— begin Excerpt —

Crime & Safety

SWAT: Kirkland Police Department Might Join North Sound Metro Team

The North Sound Metro SWAT team formed last year and would bring capabilities that are not available to Kirkland now, such as a tactical robot and armored car. The City Council is expected to vote on the plan next month.

 

Pinched by a budget that won’t allow its special operations team to meet national training recommendations, the Kirkland Police Department is on the verge of joining six other jurisdictions on the regional North Sound Metro SWAT team.

The City Council heard a proposal from KPD on Jan. 15 about an inter-local agreement that would allow the department to join those from Lynnwood, Edmonds, Monroe, Bothell, Mountlake Terrace and Lake Forest Park on the team, which formed last year.

The council had some questions about how any unspent money budgeted for KPD’s participation in North Sound Metro SWAT would be handled, and a vote on the proposal was postponed. But the council is expected to take up the plan again next month.

The department says joining the team will give it the resources to better resolve safely dangerous situations such as hostage situations, armed barricaded suspects, school shootings and serving high risk warrants.

KPD’s proposal notes that Kirkland would lend the North Sound Metro team expertise it does not have now in crisis negotiations. At the same time, the team will provide resources that Kirkland does not now have, such as a tactical robot and an armored car.

— end Excerpt —
— begin Stored data —

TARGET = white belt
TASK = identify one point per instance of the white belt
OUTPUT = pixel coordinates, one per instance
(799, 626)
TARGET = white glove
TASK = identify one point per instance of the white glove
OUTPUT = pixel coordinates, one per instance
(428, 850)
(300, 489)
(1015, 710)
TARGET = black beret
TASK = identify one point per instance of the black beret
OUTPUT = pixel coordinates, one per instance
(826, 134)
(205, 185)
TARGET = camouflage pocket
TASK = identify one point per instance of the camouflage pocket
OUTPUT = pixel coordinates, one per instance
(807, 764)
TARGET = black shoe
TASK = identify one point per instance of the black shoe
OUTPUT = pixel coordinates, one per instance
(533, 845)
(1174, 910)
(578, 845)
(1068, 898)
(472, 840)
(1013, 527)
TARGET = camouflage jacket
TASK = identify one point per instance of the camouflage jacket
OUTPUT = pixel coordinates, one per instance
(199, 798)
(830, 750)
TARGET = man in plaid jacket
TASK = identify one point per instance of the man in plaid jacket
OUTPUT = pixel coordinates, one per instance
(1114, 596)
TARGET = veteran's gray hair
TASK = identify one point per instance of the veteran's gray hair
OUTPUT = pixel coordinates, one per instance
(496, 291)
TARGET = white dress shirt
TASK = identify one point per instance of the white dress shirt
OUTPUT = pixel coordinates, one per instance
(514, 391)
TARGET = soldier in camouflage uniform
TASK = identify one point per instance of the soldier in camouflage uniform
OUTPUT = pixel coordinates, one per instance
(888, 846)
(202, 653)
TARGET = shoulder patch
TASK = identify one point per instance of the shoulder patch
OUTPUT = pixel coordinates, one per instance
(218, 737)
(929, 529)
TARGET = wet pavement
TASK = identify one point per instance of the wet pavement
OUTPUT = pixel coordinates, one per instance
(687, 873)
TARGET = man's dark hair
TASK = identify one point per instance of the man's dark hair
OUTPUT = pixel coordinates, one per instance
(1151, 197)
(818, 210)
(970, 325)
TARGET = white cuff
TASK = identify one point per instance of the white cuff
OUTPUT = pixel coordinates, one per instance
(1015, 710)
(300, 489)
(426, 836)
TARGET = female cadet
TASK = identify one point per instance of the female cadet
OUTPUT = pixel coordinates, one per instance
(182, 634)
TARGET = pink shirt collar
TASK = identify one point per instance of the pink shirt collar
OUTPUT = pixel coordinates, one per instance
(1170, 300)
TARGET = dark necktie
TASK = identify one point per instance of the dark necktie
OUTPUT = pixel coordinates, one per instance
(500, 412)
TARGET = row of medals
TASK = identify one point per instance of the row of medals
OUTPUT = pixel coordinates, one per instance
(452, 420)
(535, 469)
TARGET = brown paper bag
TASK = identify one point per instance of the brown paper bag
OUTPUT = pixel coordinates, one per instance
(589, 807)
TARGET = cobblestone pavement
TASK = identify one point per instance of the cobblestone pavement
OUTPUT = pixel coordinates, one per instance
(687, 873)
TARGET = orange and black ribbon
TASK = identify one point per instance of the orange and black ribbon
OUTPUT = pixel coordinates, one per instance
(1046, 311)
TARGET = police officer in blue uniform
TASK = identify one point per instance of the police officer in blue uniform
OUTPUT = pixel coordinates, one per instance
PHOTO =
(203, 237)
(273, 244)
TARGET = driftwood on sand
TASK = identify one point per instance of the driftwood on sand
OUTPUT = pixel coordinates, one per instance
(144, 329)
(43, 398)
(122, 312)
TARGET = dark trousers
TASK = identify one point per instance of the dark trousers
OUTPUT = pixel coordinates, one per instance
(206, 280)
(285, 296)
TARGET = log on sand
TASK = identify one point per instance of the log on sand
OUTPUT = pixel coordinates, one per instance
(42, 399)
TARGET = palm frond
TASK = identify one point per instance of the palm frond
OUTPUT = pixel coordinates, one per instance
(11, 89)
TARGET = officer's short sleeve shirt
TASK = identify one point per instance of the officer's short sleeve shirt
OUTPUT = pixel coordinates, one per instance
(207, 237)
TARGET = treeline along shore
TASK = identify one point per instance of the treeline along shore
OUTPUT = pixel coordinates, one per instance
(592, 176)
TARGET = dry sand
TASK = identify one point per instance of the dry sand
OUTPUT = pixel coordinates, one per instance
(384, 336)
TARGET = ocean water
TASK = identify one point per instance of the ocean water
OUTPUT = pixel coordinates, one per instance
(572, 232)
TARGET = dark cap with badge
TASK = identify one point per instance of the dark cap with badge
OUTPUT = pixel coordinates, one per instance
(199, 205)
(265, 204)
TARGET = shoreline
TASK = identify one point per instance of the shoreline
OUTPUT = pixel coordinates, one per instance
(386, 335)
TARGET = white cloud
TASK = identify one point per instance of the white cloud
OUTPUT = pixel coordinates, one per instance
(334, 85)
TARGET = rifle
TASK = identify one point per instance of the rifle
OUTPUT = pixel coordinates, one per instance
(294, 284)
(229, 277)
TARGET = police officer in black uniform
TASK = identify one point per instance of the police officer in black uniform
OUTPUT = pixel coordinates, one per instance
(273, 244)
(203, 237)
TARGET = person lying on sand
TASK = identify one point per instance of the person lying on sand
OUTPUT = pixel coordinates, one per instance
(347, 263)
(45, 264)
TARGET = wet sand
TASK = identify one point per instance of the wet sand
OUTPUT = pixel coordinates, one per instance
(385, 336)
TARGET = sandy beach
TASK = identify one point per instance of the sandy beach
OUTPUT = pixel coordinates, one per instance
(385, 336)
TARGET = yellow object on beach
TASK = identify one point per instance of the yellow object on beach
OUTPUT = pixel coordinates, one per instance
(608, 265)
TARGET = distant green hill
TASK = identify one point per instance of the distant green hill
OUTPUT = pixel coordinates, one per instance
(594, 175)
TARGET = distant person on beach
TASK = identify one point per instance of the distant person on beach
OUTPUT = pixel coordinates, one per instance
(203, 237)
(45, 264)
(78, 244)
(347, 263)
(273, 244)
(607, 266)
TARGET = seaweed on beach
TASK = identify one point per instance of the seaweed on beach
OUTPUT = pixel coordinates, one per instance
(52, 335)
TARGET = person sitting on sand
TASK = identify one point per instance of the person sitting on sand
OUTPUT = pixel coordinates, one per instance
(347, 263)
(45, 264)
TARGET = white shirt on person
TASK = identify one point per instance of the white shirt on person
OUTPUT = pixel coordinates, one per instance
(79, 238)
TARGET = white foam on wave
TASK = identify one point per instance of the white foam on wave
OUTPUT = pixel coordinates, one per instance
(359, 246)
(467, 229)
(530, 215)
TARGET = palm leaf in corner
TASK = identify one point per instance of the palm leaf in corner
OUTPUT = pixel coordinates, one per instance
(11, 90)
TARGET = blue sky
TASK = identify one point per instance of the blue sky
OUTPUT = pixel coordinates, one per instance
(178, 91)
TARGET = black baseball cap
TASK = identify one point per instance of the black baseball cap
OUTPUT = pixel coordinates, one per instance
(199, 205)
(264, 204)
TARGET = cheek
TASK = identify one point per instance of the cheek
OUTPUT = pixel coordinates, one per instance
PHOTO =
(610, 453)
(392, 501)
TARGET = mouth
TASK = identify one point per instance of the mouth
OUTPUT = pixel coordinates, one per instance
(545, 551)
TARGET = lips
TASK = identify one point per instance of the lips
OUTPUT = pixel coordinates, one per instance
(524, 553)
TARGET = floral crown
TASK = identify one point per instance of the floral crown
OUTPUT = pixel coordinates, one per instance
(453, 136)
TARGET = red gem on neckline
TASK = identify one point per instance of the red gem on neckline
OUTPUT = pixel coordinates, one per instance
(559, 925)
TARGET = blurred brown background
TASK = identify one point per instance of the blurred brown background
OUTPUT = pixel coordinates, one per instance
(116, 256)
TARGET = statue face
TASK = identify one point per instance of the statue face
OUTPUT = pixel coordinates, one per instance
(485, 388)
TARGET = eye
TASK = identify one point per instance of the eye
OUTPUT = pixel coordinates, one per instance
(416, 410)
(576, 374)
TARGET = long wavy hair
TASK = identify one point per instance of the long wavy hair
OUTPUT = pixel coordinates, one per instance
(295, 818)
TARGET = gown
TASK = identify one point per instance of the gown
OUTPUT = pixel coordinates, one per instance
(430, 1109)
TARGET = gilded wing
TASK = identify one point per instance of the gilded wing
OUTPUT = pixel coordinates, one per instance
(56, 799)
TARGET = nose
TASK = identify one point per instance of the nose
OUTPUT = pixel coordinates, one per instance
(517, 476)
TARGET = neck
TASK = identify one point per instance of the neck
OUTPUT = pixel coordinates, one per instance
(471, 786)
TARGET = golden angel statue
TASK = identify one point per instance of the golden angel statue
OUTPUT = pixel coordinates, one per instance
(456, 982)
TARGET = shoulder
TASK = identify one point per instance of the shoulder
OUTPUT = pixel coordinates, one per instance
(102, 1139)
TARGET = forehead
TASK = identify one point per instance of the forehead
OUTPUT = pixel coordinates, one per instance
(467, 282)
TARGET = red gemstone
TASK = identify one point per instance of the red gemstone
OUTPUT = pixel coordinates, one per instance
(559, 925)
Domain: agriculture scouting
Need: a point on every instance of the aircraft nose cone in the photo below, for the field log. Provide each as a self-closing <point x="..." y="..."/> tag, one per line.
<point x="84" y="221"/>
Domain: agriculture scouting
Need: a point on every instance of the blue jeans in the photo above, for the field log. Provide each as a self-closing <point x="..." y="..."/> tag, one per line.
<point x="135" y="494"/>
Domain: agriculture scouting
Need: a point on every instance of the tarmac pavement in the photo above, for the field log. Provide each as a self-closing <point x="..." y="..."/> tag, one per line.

— end Stored data —

* Given instruction A *
According to the SWAT article, on what date did the City Council hear the Kirkland Police Department's proposal?
* Given instruction B *
Repeat the SWAT article from "Pinched by a" to "again next month.", but swap "proposal" for "request".
* Given instruction C *
Pick up the SWAT article at its last sentence and keep it going.

* Answer A *
Jan. 15

* Answer B *
Pinched by a budget that won’t allow its special operations team to meet national training recommendations, the Kirkland Police Department is on the verge of joining six other jurisdictions on the regional North Sound Metro SWAT team.

The City Council heard a request from KPD on Jan. 15 about an inter-local agreement that would allow the department to join those from Lynnwood, Edmonds, Monroe, Bothell, Mountlake Terrace and Lake Forest Park on the team, which formed last year.

The council had some questions about how any unspent money budgeted for KPD’s participation in North Sound Metro SWAT would be handled, and a vote on the request was postponed. But the council is expected to take up the plan again next month.

* Answer C *
“The concept is good. You pool resources for this stuff, which is highly technical,” said City Councilman Dave Asher, a member of the council’s Public Safety Committee. “It’s spreads the cost and capability. This is one way we can strive for regional efficiency.”

The Kirkland Police Department currently maintains a part-time special ops team that includes a special response unit and a crisis negotiation team. Members of the teams are trained and equipped, but the department’s budget does not allow it to meet the recommendations of national and state tactical associations, which include higher training and deployment standards. The two most difficult standards to achieve include one 40-hour continuous training week and 24 individual days of training a year as well as staffing a minimum of 24 officers.

Joining the North Sound Metro team would allow the department to meet its training mandates immediately. Kirkland members would have the opportunity to take on supervisory roles on the team, and Kirkland Police Chief Eric Olsen would serve on the North Sound Metro board.

For details, see the attached PDF file of the proposal to the City Council.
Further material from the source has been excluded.